Written task.
Transcribe the listing exactly, leaving out every picture.

Point annotations for photos.
* begin *
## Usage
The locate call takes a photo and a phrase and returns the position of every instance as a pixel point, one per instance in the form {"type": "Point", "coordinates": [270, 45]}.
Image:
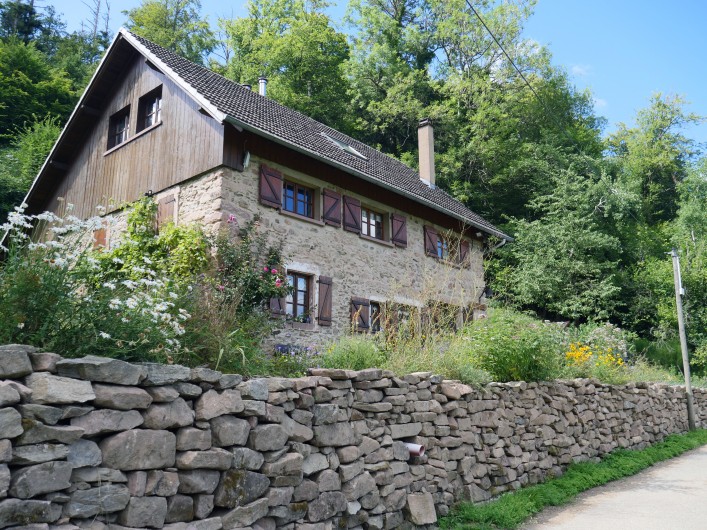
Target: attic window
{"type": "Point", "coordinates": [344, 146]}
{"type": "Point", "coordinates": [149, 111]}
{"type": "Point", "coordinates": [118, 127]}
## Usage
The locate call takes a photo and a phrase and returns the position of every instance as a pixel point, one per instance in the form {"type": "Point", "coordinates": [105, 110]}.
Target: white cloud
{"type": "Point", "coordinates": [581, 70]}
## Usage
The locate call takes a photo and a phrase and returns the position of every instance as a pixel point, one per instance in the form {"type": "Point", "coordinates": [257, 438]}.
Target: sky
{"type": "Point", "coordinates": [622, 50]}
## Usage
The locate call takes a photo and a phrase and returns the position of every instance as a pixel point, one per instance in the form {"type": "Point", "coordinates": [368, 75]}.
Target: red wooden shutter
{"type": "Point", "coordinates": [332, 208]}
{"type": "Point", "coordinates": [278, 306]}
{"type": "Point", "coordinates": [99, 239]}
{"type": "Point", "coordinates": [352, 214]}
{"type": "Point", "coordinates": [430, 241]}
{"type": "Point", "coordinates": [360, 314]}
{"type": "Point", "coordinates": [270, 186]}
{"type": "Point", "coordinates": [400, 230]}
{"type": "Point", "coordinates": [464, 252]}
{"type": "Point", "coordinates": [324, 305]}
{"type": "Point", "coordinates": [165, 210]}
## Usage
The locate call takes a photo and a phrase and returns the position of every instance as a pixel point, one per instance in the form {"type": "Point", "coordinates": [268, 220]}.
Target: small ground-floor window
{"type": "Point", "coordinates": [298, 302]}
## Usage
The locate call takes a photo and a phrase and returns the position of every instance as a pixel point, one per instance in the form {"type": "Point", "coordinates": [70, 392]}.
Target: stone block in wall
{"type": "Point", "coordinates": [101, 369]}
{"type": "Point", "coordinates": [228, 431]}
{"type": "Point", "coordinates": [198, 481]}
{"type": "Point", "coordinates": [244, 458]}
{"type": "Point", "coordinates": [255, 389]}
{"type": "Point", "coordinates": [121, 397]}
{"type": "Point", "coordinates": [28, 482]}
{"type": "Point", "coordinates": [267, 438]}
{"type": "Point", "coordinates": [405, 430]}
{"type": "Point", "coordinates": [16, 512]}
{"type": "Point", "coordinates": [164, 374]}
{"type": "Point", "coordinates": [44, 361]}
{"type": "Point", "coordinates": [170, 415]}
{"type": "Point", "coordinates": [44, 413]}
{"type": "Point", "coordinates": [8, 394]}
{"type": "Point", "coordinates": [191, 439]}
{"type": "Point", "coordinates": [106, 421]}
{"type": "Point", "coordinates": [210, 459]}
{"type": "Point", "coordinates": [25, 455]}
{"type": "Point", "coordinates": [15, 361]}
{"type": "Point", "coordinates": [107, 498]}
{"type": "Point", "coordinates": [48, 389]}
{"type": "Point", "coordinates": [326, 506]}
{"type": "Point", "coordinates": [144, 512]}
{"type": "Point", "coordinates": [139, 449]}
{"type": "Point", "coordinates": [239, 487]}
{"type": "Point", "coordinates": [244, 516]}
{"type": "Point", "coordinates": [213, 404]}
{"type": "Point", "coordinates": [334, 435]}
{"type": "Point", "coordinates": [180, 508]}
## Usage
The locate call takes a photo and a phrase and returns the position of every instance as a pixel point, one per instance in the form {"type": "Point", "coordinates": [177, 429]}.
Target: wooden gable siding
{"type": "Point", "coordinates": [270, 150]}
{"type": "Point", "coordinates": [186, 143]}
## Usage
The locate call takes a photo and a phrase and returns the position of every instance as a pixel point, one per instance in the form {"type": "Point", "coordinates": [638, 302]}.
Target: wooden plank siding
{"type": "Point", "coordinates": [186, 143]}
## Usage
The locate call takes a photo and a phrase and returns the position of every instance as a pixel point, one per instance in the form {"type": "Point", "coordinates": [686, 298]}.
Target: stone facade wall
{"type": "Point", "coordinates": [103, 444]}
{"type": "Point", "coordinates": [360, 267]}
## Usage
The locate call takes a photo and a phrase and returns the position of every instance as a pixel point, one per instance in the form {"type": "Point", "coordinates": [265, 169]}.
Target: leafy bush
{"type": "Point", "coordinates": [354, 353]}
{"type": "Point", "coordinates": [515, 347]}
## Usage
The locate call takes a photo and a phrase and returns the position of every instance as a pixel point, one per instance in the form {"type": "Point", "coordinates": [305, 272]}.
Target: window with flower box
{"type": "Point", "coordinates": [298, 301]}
* end *
Final result.
## Usage
The locate call takes a photo and a phrase and returns the position of every instance as a pixel point, one per instance in the form {"type": "Point", "coordinates": [270, 45]}.
Image:
Target: attic window
{"type": "Point", "coordinates": [344, 146]}
{"type": "Point", "coordinates": [149, 111]}
{"type": "Point", "coordinates": [118, 127]}
## Usage
The locate call takes a photo and a phrase and returns the position of every instance as a pixel point, one per instance in the form {"type": "Point", "coordinates": [105, 110]}.
Target: white cloud
{"type": "Point", "coordinates": [581, 70]}
## Usage
The locate call takes a photo and a phrase and returns the position of every instance as a pixel point, one per instance in the form {"type": "Point", "coordinates": [257, 438]}.
Target: sky
{"type": "Point", "coordinates": [622, 50]}
## Usage
The locate call takes a photo and a phrase and returns the position of every instance as a pixel point, one per instance in the form {"type": "Point", "coordinates": [368, 75]}.
Target: red wooden shutter
{"type": "Point", "coordinates": [332, 208]}
{"type": "Point", "coordinates": [278, 306]}
{"type": "Point", "coordinates": [99, 239]}
{"type": "Point", "coordinates": [352, 214]}
{"type": "Point", "coordinates": [430, 241]}
{"type": "Point", "coordinates": [360, 314]}
{"type": "Point", "coordinates": [270, 186]}
{"type": "Point", "coordinates": [400, 230]}
{"type": "Point", "coordinates": [464, 252]}
{"type": "Point", "coordinates": [324, 305]}
{"type": "Point", "coordinates": [165, 210]}
## Usage
The locate call takes a photo and a phrase and returns the position of every instance as a pixel point, one per instance in the form {"type": "Point", "coordinates": [268, 220]}.
Target: small ground-floor window
{"type": "Point", "coordinates": [298, 302]}
## Usage
The locate call takes a photo and a phrase and returns the position of every instance as a pixel point, one per instance in the form {"type": "Point", "coordinates": [70, 392]}.
Target: stone block in wall
{"type": "Point", "coordinates": [101, 369]}
{"type": "Point", "coordinates": [228, 431]}
{"type": "Point", "coordinates": [198, 481]}
{"type": "Point", "coordinates": [244, 458]}
{"type": "Point", "coordinates": [255, 389]}
{"type": "Point", "coordinates": [121, 397]}
{"type": "Point", "coordinates": [28, 482]}
{"type": "Point", "coordinates": [267, 438]}
{"type": "Point", "coordinates": [405, 430]}
{"type": "Point", "coordinates": [16, 512]}
{"type": "Point", "coordinates": [164, 374]}
{"type": "Point", "coordinates": [44, 361]}
{"type": "Point", "coordinates": [170, 415]}
{"type": "Point", "coordinates": [44, 413]}
{"type": "Point", "coordinates": [8, 394]}
{"type": "Point", "coordinates": [191, 439]}
{"type": "Point", "coordinates": [106, 421]}
{"type": "Point", "coordinates": [210, 459]}
{"type": "Point", "coordinates": [25, 455]}
{"type": "Point", "coordinates": [15, 361]}
{"type": "Point", "coordinates": [107, 498]}
{"type": "Point", "coordinates": [48, 389]}
{"type": "Point", "coordinates": [326, 506]}
{"type": "Point", "coordinates": [144, 512]}
{"type": "Point", "coordinates": [139, 449]}
{"type": "Point", "coordinates": [239, 487]}
{"type": "Point", "coordinates": [244, 516]}
{"type": "Point", "coordinates": [213, 404]}
{"type": "Point", "coordinates": [334, 435]}
{"type": "Point", "coordinates": [180, 508]}
## Usage
The locate call takes a photo and a phrase and returns the position of every instance as a pixel point, one per instance in the form {"type": "Point", "coordinates": [177, 429]}.
Target: wooden gable siding
{"type": "Point", "coordinates": [270, 150]}
{"type": "Point", "coordinates": [186, 143]}
## Usage
The locate call takes a photo and a phrase and returns the position of every instance as a pixel point, one per instance in the form {"type": "Point", "coordinates": [638, 302]}.
Target: wooden plank siding
{"type": "Point", "coordinates": [186, 143]}
## Usage
The locate call takes a photo and a phrase and returns the position of every instance as a pixel point, one per instance in the form {"type": "Point", "coordinates": [686, 298]}.
Target: stone facade wall
{"type": "Point", "coordinates": [103, 444]}
{"type": "Point", "coordinates": [360, 267]}
## Usage
The locate call takes a photo and a phrase and returns the position of every instance as a pixel point, one per instance in the form {"type": "Point", "coordinates": [265, 169]}.
Target: leafy bush
{"type": "Point", "coordinates": [354, 353]}
{"type": "Point", "coordinates": [515, 347]}
## Usage
The locate call takes a photo and a phrase and returns the position of every instance as a pixel point, one per instance in the form {"type": "Point", "coordinates": [305, 272]}.
Target: window with flower box
{"type": "Point", "coordinates": [298, 301]}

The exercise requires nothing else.